==== Record excerpts

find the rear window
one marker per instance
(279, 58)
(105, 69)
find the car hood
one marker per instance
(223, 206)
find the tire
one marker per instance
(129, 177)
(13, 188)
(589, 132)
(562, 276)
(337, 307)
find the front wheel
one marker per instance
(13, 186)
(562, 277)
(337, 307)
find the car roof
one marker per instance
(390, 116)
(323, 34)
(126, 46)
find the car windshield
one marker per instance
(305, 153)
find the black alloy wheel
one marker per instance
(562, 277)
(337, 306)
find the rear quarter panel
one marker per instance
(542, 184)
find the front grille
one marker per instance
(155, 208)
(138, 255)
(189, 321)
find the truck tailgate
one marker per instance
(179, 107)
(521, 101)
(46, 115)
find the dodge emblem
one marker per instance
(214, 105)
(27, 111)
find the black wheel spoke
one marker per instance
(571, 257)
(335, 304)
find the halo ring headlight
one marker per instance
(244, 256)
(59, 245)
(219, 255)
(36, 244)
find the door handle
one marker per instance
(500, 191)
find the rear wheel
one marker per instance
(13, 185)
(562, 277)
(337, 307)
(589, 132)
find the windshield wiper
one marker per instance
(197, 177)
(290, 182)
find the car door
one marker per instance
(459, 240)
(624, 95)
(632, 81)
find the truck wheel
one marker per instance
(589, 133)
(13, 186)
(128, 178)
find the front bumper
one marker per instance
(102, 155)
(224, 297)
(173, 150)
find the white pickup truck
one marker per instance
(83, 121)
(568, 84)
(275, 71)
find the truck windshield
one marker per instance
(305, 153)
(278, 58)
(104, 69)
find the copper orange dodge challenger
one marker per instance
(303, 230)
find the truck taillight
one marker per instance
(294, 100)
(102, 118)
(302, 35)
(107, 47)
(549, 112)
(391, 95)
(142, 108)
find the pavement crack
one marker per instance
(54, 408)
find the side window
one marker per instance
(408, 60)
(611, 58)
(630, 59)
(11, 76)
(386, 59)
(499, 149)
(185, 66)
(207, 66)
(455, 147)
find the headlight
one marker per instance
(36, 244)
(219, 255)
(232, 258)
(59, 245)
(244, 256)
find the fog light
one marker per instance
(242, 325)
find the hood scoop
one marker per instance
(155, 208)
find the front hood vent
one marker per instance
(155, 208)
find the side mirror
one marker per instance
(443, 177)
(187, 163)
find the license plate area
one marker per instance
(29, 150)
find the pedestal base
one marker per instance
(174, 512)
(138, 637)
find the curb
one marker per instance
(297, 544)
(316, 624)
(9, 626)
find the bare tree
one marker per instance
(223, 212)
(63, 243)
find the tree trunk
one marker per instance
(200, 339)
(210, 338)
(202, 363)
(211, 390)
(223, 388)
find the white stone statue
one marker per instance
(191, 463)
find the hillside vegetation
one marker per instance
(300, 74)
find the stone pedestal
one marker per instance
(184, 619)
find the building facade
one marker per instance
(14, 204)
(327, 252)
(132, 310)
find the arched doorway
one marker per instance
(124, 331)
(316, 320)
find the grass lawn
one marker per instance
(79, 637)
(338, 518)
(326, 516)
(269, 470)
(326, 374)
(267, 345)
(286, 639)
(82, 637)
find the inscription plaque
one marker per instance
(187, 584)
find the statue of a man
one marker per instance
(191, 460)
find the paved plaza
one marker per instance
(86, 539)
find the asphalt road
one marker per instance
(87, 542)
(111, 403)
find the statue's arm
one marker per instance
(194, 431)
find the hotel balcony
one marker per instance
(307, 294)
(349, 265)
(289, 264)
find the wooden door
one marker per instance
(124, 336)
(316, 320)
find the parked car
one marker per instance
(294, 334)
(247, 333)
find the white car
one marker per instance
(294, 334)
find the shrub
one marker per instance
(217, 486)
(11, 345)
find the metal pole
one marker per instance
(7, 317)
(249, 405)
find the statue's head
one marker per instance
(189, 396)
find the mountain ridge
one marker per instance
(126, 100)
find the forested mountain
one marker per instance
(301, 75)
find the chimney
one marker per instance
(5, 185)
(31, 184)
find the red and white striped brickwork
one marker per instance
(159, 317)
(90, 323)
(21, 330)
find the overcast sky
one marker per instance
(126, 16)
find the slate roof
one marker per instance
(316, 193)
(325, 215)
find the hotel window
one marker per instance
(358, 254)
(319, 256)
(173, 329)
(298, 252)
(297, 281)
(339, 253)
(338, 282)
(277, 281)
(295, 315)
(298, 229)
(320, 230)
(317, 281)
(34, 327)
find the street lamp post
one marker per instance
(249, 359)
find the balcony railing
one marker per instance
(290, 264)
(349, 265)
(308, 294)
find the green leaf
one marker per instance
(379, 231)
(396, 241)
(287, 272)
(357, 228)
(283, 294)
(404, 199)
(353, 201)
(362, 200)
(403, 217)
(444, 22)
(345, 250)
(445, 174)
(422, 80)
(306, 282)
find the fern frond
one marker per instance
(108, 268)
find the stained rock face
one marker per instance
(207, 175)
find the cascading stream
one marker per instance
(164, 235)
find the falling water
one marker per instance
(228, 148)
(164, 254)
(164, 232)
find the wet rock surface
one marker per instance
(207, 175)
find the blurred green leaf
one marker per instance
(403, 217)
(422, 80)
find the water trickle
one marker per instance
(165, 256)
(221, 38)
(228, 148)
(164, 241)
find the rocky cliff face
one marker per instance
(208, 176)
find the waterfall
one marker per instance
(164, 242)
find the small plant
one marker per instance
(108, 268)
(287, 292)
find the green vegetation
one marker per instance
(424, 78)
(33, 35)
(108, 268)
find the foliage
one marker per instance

========
==== Record excerpts

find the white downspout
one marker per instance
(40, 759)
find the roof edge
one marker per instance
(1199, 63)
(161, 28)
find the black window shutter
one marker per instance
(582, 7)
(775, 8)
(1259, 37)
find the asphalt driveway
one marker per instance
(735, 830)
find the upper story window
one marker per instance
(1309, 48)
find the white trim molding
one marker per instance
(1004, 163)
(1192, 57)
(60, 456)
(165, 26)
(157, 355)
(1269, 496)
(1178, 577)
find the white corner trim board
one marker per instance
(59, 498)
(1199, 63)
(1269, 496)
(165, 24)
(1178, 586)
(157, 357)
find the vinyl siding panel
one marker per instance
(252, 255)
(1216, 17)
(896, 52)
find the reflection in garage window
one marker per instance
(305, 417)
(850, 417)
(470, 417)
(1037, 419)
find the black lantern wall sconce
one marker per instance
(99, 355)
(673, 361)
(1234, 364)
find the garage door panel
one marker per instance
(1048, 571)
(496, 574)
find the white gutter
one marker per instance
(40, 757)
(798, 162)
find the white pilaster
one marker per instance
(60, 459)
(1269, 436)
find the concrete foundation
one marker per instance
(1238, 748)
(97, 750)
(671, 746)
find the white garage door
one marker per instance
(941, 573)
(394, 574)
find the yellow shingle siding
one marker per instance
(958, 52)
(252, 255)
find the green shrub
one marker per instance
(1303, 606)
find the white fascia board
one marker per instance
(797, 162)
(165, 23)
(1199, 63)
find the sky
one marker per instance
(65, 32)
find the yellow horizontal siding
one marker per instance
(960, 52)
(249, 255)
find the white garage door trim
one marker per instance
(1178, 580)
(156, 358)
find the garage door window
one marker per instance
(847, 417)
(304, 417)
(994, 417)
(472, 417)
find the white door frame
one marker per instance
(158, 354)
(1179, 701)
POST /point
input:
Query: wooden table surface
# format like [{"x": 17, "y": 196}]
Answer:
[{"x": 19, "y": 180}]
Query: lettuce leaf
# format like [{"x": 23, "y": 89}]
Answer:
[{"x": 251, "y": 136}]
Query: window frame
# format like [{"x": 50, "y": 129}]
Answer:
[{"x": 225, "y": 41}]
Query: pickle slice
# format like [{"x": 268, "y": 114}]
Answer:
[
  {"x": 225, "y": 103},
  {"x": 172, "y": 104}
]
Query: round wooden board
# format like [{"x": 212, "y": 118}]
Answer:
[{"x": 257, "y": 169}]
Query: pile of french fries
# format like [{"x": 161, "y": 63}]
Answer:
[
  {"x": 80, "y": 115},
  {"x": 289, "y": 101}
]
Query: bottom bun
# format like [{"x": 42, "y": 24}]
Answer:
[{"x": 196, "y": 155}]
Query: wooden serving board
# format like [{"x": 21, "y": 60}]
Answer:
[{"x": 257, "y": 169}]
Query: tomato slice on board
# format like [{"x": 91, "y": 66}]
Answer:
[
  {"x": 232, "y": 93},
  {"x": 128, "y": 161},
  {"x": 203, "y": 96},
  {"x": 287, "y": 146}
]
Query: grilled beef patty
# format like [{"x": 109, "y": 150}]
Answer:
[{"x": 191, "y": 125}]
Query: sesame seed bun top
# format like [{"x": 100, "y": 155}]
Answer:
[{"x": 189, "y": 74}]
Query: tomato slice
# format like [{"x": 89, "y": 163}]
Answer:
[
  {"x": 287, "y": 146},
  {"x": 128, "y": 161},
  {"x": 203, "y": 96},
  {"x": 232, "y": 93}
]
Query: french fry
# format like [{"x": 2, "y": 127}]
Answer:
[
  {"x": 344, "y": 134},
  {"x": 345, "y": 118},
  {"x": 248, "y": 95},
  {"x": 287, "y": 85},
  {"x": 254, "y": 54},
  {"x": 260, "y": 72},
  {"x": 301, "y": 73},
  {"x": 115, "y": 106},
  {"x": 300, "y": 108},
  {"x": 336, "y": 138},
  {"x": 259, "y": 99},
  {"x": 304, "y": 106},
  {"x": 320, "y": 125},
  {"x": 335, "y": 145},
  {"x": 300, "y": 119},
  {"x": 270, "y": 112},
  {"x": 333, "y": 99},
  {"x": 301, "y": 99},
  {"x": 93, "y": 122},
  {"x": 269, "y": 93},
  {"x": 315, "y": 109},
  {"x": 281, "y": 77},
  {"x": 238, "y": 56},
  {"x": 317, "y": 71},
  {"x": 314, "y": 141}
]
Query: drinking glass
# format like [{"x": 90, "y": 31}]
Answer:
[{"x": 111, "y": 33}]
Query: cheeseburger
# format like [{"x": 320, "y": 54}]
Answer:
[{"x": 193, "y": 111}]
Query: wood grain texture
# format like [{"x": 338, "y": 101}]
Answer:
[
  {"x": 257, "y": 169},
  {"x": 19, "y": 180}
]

========
==== Record excerpts

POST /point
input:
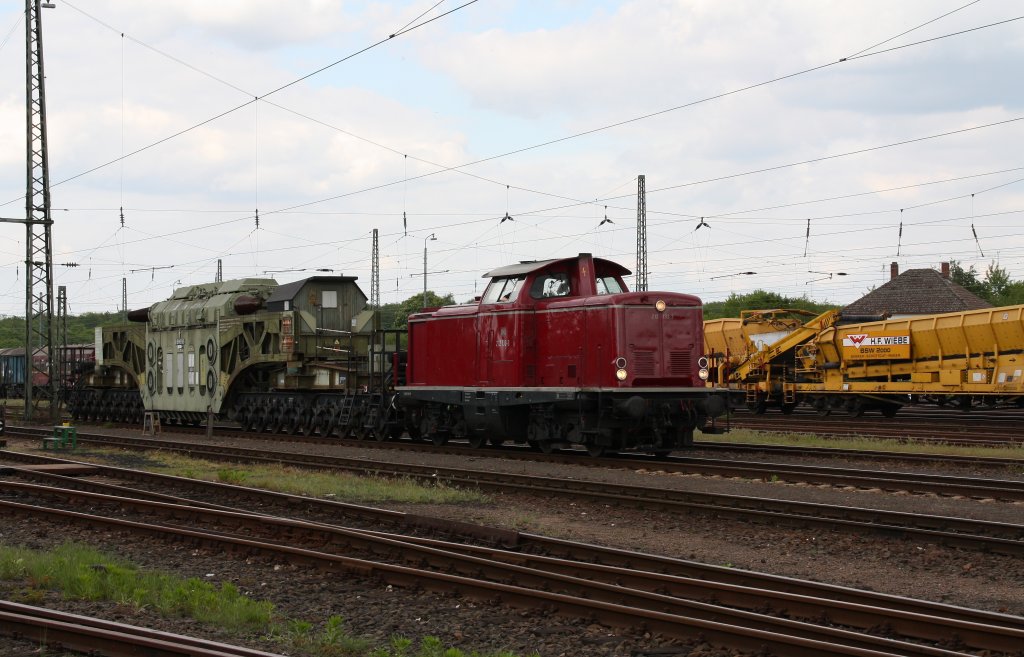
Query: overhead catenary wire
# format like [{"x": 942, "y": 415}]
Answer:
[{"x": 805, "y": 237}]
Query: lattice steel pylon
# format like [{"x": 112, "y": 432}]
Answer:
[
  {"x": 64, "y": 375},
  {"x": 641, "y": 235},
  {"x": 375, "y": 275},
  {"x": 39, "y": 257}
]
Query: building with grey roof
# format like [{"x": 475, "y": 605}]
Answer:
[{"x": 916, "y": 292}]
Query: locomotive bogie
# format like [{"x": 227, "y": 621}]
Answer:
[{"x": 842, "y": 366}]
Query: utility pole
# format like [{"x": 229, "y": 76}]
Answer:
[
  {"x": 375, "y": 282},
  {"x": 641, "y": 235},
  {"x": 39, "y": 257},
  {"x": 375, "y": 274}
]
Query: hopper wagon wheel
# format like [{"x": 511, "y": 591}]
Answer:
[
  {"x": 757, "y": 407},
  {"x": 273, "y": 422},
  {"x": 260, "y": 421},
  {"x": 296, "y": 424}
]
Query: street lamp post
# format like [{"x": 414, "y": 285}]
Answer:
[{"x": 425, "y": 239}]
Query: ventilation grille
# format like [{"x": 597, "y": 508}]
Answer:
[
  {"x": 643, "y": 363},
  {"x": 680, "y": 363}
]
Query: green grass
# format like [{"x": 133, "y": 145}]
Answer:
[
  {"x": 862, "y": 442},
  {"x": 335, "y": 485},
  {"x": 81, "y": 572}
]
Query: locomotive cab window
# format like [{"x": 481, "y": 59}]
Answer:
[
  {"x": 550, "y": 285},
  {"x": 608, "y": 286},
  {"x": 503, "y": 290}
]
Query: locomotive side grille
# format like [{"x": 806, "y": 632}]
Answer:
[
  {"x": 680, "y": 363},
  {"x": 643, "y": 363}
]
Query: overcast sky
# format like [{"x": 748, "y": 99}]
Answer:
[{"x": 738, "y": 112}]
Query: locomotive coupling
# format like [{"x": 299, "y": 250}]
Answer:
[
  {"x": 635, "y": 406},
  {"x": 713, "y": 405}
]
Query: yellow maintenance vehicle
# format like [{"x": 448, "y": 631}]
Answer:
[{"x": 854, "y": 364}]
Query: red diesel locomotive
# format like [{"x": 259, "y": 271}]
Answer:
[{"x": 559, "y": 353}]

========

_What to produce_. Determine how many lines of the entries contain the string "french", and reply with nothing but the number.

_Reply_. 2